### THE EXERCISE:
Show each line from the items below that contains the word "lamp", copying every such line in full.

### DATA:
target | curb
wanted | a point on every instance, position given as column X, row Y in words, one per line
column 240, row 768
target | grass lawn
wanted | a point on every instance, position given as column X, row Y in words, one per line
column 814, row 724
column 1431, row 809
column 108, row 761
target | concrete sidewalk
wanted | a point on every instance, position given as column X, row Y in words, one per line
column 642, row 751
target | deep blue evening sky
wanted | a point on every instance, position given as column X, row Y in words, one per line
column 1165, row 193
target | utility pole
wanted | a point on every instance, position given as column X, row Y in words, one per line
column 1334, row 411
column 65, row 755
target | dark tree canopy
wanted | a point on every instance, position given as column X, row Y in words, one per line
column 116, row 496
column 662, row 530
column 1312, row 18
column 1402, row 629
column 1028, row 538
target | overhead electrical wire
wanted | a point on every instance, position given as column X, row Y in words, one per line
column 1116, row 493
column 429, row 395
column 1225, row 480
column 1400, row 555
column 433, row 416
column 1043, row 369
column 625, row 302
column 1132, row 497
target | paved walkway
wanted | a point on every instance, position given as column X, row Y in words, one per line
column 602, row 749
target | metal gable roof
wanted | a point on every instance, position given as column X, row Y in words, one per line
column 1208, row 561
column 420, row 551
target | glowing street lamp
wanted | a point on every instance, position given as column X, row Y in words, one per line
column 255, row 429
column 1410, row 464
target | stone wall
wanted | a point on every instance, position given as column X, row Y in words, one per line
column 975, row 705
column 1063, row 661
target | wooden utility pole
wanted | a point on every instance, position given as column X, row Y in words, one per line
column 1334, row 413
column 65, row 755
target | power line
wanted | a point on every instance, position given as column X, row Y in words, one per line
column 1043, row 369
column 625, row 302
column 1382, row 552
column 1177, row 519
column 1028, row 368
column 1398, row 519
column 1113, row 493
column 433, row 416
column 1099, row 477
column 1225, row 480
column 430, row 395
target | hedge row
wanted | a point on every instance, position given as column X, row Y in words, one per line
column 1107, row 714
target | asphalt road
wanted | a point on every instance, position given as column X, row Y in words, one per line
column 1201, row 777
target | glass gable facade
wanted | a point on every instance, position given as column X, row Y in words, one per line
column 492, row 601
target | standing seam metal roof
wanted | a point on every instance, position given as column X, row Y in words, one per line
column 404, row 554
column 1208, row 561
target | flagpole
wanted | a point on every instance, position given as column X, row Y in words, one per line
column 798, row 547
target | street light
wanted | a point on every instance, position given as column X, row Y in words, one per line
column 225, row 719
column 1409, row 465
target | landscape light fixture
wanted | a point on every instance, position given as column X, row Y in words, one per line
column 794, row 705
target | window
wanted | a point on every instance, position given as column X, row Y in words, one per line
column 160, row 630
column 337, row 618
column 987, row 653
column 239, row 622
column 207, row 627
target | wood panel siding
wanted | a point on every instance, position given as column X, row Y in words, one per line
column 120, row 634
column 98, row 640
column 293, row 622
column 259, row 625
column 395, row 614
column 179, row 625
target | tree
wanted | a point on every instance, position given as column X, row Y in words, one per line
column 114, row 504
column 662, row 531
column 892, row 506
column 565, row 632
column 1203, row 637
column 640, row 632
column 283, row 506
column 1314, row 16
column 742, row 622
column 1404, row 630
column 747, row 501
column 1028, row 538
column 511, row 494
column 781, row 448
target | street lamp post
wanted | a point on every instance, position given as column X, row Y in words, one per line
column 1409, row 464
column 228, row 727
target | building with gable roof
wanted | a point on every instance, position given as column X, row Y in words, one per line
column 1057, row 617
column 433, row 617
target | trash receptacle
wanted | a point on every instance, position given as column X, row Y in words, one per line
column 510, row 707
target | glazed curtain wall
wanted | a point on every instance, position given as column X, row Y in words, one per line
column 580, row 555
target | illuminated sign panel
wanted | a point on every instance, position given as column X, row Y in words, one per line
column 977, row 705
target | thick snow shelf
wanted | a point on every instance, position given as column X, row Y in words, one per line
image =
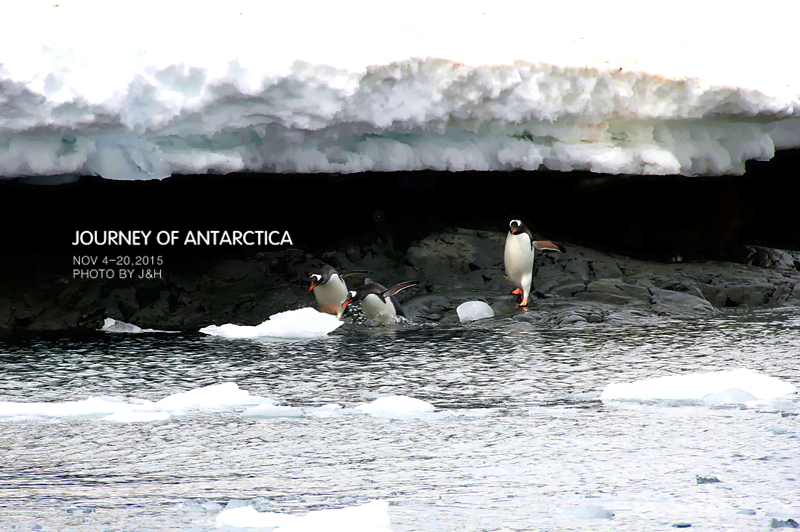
column 293, row 324
column 143, row 91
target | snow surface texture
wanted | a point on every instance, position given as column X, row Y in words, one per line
column 113, row 409
column 351, row 87
column 474, row 310
column 735, row 386
column 292, row 324
column 370, row 517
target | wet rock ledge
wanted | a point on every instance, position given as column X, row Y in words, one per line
column 581, row 286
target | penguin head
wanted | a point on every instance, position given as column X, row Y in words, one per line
column 516, row 226
column 315, row 279
column 320, row 276
column 352, row 295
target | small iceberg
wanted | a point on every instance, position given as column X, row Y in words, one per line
column 292, row 324
column 474, row 310
column 395, row 406
column 370, row 517
column 112, row 325
column 738, row 385
column 224, row 395
column 588, row 511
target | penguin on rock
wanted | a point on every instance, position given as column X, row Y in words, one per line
column 518, row 256
column 329, row 288
column 379, row 303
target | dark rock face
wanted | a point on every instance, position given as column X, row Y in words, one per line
column 578, row 287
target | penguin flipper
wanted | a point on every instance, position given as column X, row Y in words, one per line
column 398, row 310
column 352, row 272
column 398, row 287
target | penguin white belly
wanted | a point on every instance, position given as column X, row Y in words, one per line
column 518, row 257
column 379, row 311
column 331, row 295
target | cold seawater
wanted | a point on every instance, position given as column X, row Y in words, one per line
column 520, row 438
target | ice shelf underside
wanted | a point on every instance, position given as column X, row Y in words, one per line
column 510, row 95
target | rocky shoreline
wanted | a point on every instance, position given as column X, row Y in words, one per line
column 581, row 286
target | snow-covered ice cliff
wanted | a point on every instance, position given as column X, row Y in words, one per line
column 146, row 90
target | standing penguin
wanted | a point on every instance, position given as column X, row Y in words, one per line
column 518, row 257
column 378, row 302
column 330, row 289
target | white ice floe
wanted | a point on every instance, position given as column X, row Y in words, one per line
column 588, row 511
column 474, row 310
column 395, row 406
column 112, row 325
column 370, row 517
column 267, row 411
column 355, row 86
column 292, row 324
column 735, row 386
column 224, row 395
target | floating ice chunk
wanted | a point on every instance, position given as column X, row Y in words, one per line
column 112, row 325
column 214, row 396
column 370, row 517
column 697, row 386
column 112, row 409
column 731, row 395
column 92, row 407
column 249, row 517
column 301, row 323
column 474, row 310
column 395, row 406
column 134, row 416
column 588, row 511
column 271, row 411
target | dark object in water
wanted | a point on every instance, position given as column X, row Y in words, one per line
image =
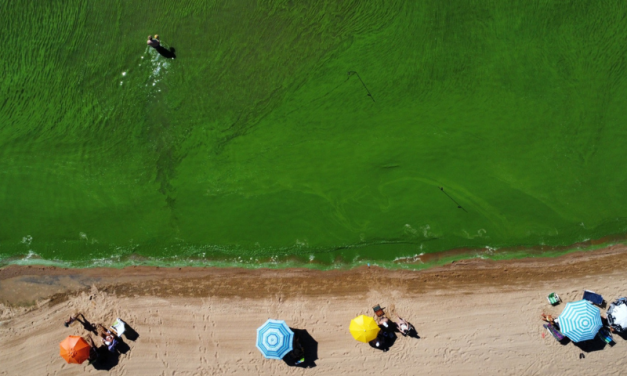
column 167, row 53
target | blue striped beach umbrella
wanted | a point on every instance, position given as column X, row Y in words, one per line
column 580, row 321
column 274, row 339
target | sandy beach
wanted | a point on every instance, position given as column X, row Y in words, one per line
column 473, row 317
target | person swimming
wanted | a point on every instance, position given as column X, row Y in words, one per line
column 154, row 42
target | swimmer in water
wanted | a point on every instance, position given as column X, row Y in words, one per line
column 153, row 42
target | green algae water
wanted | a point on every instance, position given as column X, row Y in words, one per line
column 308, row 132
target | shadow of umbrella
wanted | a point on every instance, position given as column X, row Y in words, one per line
column 310, row 347
column 589, row 346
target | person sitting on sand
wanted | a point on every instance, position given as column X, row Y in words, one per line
column 154, row 42
column 93, row 352
column 383, row 321
column 108, row 338
column 403, row 326
column 548, row 318
column 379, row 343
column 73, row 318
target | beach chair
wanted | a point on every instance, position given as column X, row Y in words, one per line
column 553, row 298
column 592, row 297
column 378, row 311
column 118, row 327
column 554, row 332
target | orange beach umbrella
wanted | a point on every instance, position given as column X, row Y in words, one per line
column 75, row 349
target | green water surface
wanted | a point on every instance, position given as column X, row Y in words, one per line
column 259, row 142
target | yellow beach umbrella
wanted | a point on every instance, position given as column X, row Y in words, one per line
column 364, row 328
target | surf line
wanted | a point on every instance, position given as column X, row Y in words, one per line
column 350, row 73
column 452, row 199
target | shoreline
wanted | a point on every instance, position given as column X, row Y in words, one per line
column 421, row 261
column 26, row 285
column 472, row 316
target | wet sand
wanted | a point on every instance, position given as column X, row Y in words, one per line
column 472, row 316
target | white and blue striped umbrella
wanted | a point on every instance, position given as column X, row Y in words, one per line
column 274, row 339
column 580, row 321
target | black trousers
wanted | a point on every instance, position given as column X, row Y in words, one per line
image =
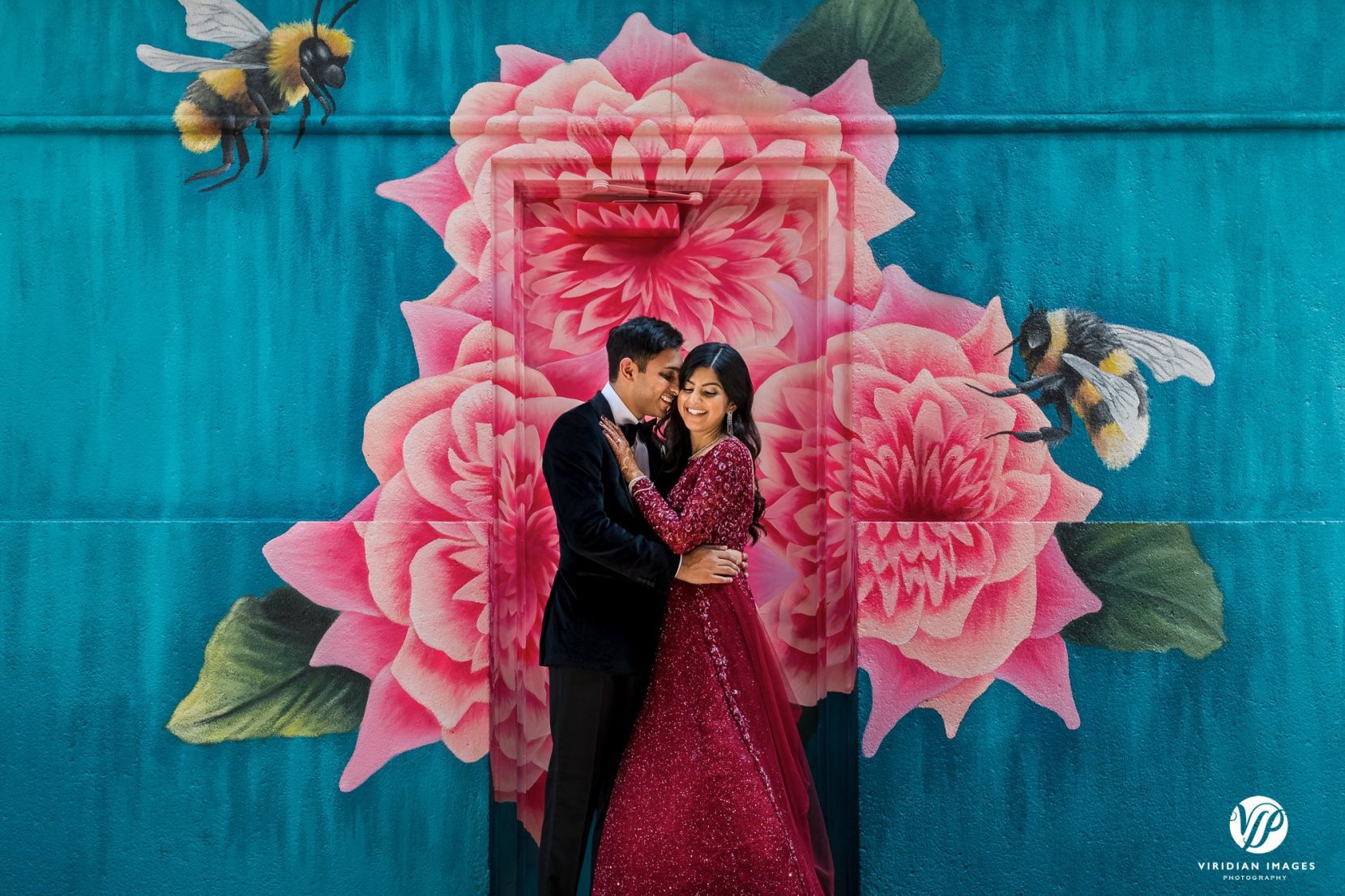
column 592, row 717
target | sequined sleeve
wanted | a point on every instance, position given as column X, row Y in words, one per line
column 725, row 484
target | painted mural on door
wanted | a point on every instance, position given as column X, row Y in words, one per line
column 917, row 527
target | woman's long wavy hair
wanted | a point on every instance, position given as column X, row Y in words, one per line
column 733, row 376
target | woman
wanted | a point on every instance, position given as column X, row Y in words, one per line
column 713, row 792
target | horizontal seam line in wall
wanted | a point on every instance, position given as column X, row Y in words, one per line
column 912, row 124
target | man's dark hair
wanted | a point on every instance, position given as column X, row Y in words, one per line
column 639, row 339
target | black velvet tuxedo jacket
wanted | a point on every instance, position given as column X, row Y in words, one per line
column 607, row 602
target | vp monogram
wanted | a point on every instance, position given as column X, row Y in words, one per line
column 1257, row 824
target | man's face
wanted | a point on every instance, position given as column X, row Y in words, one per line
column 654, row 389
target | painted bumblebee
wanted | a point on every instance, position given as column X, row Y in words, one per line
column 1078, row 361
column 264, row 75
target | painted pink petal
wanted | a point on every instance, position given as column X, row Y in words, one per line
column 438, row 335
column 903, row 301
column 450, row 594
column 558, row 87
column 326, row 562
column 898, row 685
column 642, row 54
column 522, row 65
column 438, row 682
column 953, row 704
column 1061, row 595
column 986, row 336
column 876, row 209
column 1040, row 669
column 432, row 193
column 771, row 574
column 1000, row 621
column 576, row 377
column 470, row 739
column 391, row 419
column 393, row 724
column 870, row 134
column 360, row 642
column 1071, row 501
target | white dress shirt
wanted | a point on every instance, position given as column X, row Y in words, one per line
column 621, row 415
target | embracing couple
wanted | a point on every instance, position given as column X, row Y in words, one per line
column 672, row 725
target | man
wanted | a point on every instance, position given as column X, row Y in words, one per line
column 601, row 623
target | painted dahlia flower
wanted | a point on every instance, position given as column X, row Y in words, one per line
column 413, row 568
column 654, row 111
column 959, row 576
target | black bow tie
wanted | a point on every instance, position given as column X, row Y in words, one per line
column 639, row 432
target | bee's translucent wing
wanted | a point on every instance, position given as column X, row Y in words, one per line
column 222, row 22
column 1167, row 356
column 169, row 61
column 1121, row 397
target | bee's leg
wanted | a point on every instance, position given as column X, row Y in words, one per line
column 1049, row 435
column 330, row 100
column 264, row 126
column 242, row 162
column 1024, row 388
column 226, row 142
column 303, row 120
column 318, row 95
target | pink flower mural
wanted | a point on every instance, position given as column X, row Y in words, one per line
column 961, row 578
column 786, row 174
column 413, row 570
column 899, row 537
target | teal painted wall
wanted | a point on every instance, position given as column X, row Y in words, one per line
column 183, row 377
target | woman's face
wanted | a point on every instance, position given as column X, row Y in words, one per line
column 702, row 403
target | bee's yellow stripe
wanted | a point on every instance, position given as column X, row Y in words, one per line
column 230, row 83
column 199, row 132
column 1118, row 362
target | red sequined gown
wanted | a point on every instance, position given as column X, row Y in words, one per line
column 713, row 796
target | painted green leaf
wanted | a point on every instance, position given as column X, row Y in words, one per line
column 1157, row 591
column 256, row 681
column 904, row 59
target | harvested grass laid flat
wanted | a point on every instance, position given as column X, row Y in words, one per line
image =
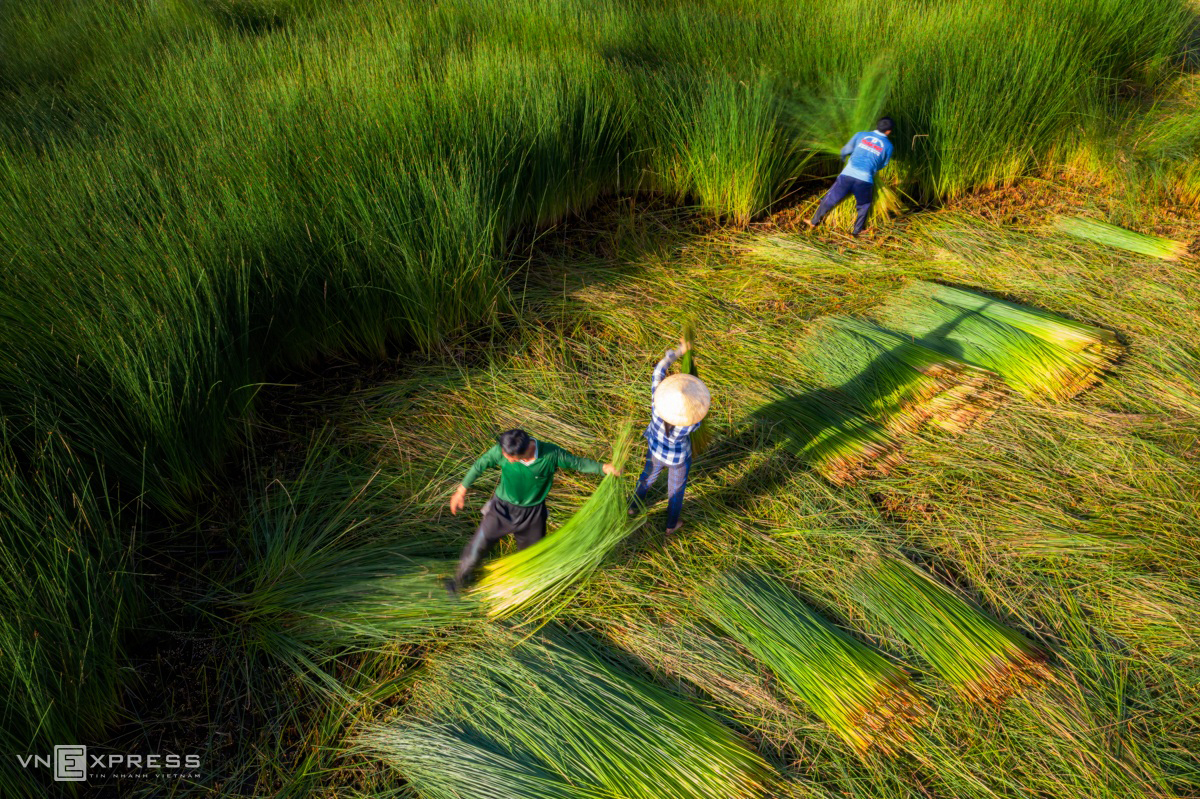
column 864, row 697
column 538, row 580
column 831, row 434
column 359, row 598
column 701, row 437
column 1041, row 354
column 900, row 383
column 1111, row 235
column 593, row 722
column 979, row 658
column 448, row 762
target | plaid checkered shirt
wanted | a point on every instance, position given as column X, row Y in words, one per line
column 673, row 448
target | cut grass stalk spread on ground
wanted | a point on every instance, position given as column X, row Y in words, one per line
column 701, row 437
column 864, row 697
column 825, row 428
column 901, row 384
column 449, row 762
column 1111, row 235
column 981, row 659
column 539, row 578
column 591, row 721
column 1041, row 354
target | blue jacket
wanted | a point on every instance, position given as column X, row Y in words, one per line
column 868, row 152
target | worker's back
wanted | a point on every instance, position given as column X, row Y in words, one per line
column 869, row 151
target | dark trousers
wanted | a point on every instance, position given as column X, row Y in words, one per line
column 677, row 481
column 527, row 524
column 841, row 188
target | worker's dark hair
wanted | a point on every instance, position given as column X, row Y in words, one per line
column 514, row 442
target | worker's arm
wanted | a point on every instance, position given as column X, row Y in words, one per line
column 850, row 145
column 486, row 461
column 580, row 463
column 669, row 358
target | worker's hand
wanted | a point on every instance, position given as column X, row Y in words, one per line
column 459, row 500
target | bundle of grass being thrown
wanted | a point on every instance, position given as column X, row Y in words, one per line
column 451, row 762
column 864, row 697
column 901, row 384
column 539, row 578
column 1111, row 235
column 833, row 436
column 702, row 436
column 558, row 697
column 1041, row 354
column 978, row 656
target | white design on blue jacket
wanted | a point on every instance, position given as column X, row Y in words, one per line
column 869, row 152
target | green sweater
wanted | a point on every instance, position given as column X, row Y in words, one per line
column 527, row 485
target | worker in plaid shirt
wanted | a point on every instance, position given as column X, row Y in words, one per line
column 669, row 449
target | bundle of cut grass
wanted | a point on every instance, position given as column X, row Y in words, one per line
column 978, row 656
column 450, row 762
column 831, row 434
column 901, row 384
column 863, row 697
column 1111, row 235
column 539, row 580
column 702, row 436
column 592, row 722
column 1041, row 354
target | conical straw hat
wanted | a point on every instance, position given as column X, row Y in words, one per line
column 682, row 400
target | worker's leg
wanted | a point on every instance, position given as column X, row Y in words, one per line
column 837, row 193
column 864, row 194
column 677, row 481
column 649, row 474
column 495, row 524
column 531, row 528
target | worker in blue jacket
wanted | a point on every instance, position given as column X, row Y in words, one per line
column 868, row 152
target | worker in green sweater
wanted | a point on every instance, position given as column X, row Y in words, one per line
column 519, row 505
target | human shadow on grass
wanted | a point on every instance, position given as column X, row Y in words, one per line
column 828, row 430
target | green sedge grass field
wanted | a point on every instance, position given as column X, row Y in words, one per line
column 275, row 271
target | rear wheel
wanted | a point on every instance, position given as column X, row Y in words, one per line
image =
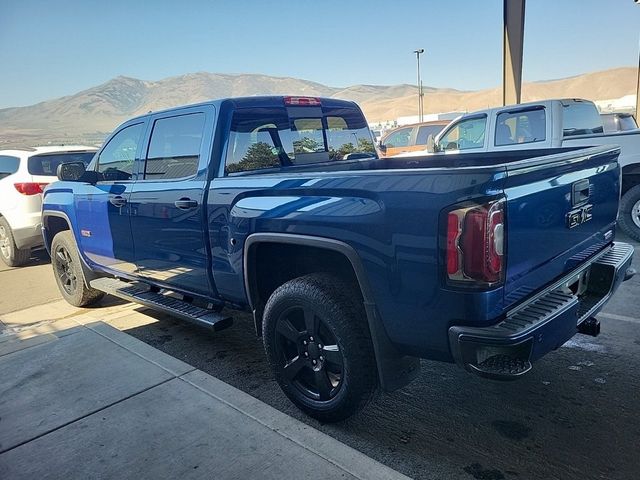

### RESULT:
target | glowing street lamp
target | street lamp post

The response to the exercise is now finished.